-- Start of Input material --

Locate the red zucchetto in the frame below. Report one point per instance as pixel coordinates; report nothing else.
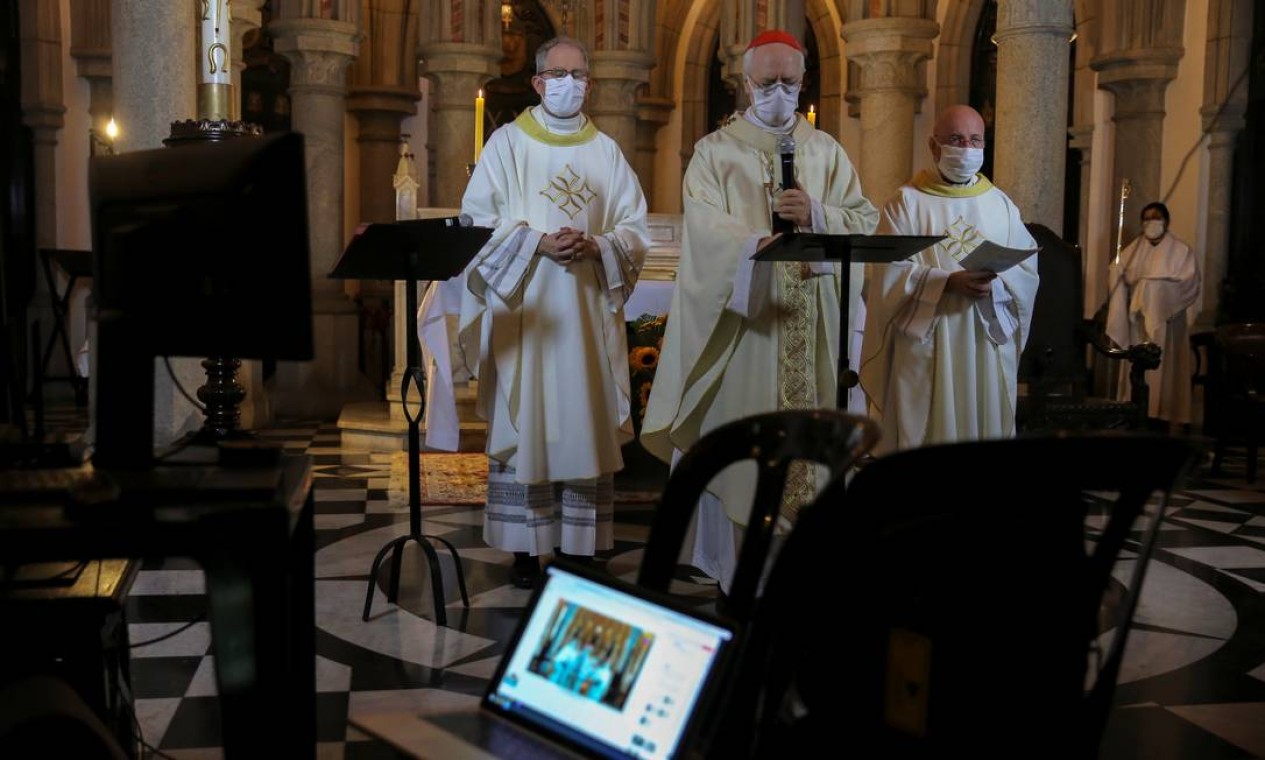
(776, 36)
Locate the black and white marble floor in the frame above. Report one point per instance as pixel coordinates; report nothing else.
(1192, 687)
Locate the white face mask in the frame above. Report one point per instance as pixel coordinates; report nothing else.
(564, 96)
(959, 165)
(776, 104)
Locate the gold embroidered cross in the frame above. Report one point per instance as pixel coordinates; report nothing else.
(569, 191)
(962, 238)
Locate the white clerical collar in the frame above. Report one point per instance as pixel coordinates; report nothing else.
(749, 114)
(973, 180)
(558, 124)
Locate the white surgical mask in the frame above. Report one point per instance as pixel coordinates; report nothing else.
(776, 104)
(959, 165)
(564, 96)
(1153, 229)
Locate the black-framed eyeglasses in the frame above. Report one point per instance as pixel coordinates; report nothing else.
(580, 75)
(960, 140)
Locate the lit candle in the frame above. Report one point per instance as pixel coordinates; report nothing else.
(478, 125)
(216, 42)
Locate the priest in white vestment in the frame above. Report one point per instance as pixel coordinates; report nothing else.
(745, 338)
(1154, 296)
(941, 348)
(542, 321)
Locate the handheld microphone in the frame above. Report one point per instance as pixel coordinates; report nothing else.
(786, 149)
(459, 220)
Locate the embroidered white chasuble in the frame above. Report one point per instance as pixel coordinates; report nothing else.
(940, 367)
(548, 342)
(1155, 304)
(745, 338)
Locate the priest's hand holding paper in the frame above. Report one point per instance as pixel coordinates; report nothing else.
(973, 285)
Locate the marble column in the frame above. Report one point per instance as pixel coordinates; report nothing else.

-- End of Input material --

**Task to complete**: Turn the lines above into a numbered list, skipping blank lines and leaving out the pictures.

**Solution to the exercise**:
1. Locate the red zucchetto in the frame below. Report one point per instance as pixel coordinates; report nothing else.
2. (776, 36)
3. Locate the black and white marble floor in the frame above. Report one point per instance as pixel coordinates; report nothing else.
4. (1192, 687)
5. Locate the white face mask in the frame above. Report one point per instance as pixel coordinates; report nothing else.
6. (564, 96)
7. (959, 165)
8. (776, 104)
9. Locate the gold embroidered cross in the frame above. Report one point per instance as pixel coordinates; report nothing else.
10. (569, 191)
11. (962, 238)
12. Locate the white clerical collar in the frame above. Report one point per instance as pixel coordinates; report nothing else.
13. (749, 114)
14. (973, 180)
15. (558, 124)
16. Locate the white surgical mask in the frame above. Report one point per instance as pixel coordinates; report nothing else.
17. (776, 104)
18. (959, 165)
19. (564, 96)
20. (1153, 229)
21. Locate the black-framed eyeglasses in the frame above. Report one point per instance as pixel coordinates; report nothing else.
22. (580, 75)
23. (960, 140)
24. Locate the lit candle in the frame above. Report one point per instance as pixel coordinates; report nothing else.
25. (478, 125)
26. (216, 42)
27. Locate the priest in white vestment in the frame above. Report one point per instance as pixel coordinates; report nothing else.
28. (745, 338)
29. (1154, 296)
30. (941, 348)
31. (542, 321)
32. Locate the handheld microphone in the frame above. Report one point per instance as pixel coordinates; report nothing else.
33. (786, 149)
34. (459, 220)
35. Locate the embroidered white chasuble in the frame above. Report one point per instance as pixel coordinates; report nothing else.
36. (940, 367)
37. (548, 342)
38. (1155, 304)
39. (745, 338)
40. Locate the priest's hand holding paper in the frame above. Report one point per instance as pixel coordinates; report nothing else.
41. (973, 285)
42. Locate the marble column in the frame above. Report one point per instance as pixel coordinates; report nothing else.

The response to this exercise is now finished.